What to produce = Transcribe the material word for word, but without the images.

Data entries =
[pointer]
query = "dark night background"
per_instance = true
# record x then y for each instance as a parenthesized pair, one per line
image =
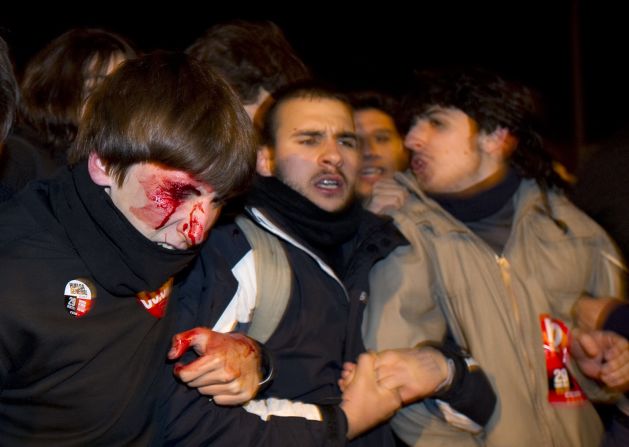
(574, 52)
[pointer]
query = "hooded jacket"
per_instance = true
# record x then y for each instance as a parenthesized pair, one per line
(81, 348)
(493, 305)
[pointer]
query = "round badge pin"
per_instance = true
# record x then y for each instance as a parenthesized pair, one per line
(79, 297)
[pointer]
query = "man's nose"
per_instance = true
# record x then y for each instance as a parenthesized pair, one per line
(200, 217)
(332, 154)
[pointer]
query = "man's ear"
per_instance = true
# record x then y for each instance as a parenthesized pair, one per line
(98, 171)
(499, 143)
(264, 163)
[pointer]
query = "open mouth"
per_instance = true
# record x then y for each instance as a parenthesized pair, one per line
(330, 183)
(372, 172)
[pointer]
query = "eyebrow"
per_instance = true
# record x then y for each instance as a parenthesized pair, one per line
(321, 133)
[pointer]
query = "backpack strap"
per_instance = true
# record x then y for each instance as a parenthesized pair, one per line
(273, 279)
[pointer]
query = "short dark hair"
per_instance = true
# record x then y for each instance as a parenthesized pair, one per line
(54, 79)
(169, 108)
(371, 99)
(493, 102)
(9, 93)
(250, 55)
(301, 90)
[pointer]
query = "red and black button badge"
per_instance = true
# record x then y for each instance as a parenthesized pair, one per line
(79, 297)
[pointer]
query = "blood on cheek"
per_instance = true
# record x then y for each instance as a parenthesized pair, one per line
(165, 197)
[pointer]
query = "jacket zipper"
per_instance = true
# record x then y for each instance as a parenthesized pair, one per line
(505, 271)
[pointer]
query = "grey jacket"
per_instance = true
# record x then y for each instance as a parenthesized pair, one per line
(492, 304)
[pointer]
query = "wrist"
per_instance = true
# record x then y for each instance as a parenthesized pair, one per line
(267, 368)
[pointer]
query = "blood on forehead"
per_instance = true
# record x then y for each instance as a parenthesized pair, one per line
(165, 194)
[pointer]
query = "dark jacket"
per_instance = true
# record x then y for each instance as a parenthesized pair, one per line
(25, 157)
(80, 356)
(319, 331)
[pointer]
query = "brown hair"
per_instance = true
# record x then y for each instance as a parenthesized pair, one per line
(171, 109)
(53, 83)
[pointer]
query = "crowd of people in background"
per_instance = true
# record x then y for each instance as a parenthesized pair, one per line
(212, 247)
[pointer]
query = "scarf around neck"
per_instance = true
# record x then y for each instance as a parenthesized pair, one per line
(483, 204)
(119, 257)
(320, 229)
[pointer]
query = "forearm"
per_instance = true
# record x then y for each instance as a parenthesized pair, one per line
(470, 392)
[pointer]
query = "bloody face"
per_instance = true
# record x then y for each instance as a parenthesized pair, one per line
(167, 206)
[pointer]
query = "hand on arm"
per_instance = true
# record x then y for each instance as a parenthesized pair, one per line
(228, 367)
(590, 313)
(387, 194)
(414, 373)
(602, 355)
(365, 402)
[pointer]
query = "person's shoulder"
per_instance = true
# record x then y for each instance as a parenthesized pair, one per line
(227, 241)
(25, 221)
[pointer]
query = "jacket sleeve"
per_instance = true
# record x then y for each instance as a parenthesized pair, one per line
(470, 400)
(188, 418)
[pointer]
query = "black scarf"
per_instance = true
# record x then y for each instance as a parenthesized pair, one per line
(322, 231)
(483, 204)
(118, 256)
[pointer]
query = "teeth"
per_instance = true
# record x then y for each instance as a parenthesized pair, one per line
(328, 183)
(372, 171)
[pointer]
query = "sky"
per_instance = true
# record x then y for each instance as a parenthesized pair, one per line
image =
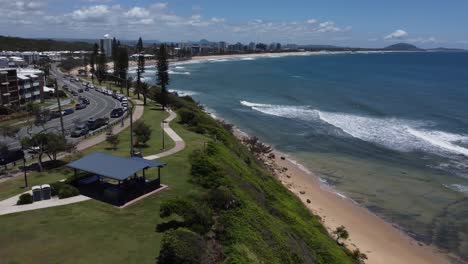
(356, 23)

Complete answer =
[pointer]
query = "dark night background"
per_instance = true
# record x then y for each instance as a parenthesized pair, one per line
image =
(574, 52)
[pointer]
query = "hooded jacket"
per_instance = true
# record x then y for each instance as a parenthesized pair, one per line
(81, 348)
(493, 305)
[pointer]
query = "round badge pin"
per_instance = true
# record x then y for each instance as a parenthesized pair, one per line
(79, 297)
[pointer]
query = "man's nose"
per_instance = true
# record x then y for each instance as a parenthesized pair, one per line
(200, 217)
(332, 154)
[pointer]
query = "man's ear"
per_instance = true
# record x then y for each instance as a parenthesized pair, one per line
(98, 171)
(499, 143)
(264, 163)
[pointer]
query = "open mouth"
per_instance = true
# record x then y for each instance as a parenthesized pair, one per line
(330, 183)
(372, 172)
[pointer]
query = "eyebrow"
per_instance = true
# record x then y for each instance as a parenthesized pair, one per line
(321, 133)
[pointer]
query = "backpack strap"
per_instance = true
# record x then y for each instance as a parenthesized pair, one per line
(273, 279)
[pointer]
query = "short dark hair"
per_instance = true
# record x then y for each instance as a parenthesized pair, one per line
(54, 79)
(169, 108)
(371, 99)
(493, 102)
(9, 93)
(250, 55)
(301, 90)
[pointer]
query = "red and black button badge"
per_instance = true
# record x then y for each instance as a parenthesized pair, one per line
(79, 297)
[pointer]
query = "blood on cheek"
per_instance = true
# record x then y for each instance as a parenthesized pair, one per line
(165, 197)
[pointer]
query = "jacket zipper"
per_instance = true
# record x then y for each instance as a parenthesized pair, one per line
(505, 271)
[pointer]
query = "grey jacket"
per_instance = true
# record x then y for each instance as a parenthesized pair, one per line
(492, 304)
[pointer]
query = "wrist"
per_instance = true
# record x then y for each instance as a parenthesized pair, one per line
(267, 368)
[pointer]
query = "blood on forehead"
per_instance = true
# record x then y for each instance as a parenthesized pair, one per line
(165, 194)
[pointer]
query = "dark jacket"
per_instance = true
# record x then y for each instance as a parenthesized pair, one per line
(25, 157)
(80, 356)
(319, 331)
[pointer]
query = "brown hair"
per_instance = true
# record x then y for each instance as a parenthesized pair, one per line
(171, 109)
(53, 83)
[pointer]
query = "crowd of people in background"
per_instance = true
# record x then y for each instance as a parenthesized pair, one per line
(212, 247)
[pointer]
query = "scarf around neck"
per_instance = true
# record x then y for each instance as a parenthesized pair, one per line
(483, 204)
(119, 257)
(320, 229)
[pointer]
query = "forearm"
per_instance = true
# record x then y for each instance as a parenthesized pair, one per line
(470, 392)
[pointer]
query = "bloody face"
per_instance = true
# record x then y for each instance as a parenthesized pair, one per line
(167, 206)
[pointer]
query = "hand on arm"
per_instance = true
# record x then y for each instance as a parenthesized pair, one per line
(228, 367)
(590, 313)
(387, 194)
(414, 373)
(602, 355)
(365, 402)
[pointer]
query = "person's shoulder"
per_instance = true
# record x then y for each instance as a parenthesized pair, one per line
(227, 241)
(25, 221)
[pointer]
query = "jacket sleeve"
per_instance = true
# record x then y for each instance as a parenthesized pair, one per line
(470, 400)
(188, 418)
[pointer]
query = "black scarf"
per_instance = true
# record x then y for each instance as a parenthesized pair, one per line
(322, 231)
(483, 204)
(118, 256)
[pointer]
query = "teeth"
per_instance = true
# record x then y for each instance as a parenthesized pair, one per line
(328, 183)
(372, 171)
[pointer]
query = "sky"
per_instance = true
# record x then y for each instance as a parenthesized pair, one per line
image =
(356, 23)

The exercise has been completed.